Would you repeat every line of the data exactly?

§ §

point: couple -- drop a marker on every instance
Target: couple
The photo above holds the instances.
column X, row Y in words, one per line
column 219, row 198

§ §

Task result:
point: couple -- drop a marker on every instance
Target: couple
The photo above holds the instances.
column X, row Y in words, one per line
column 219, row 198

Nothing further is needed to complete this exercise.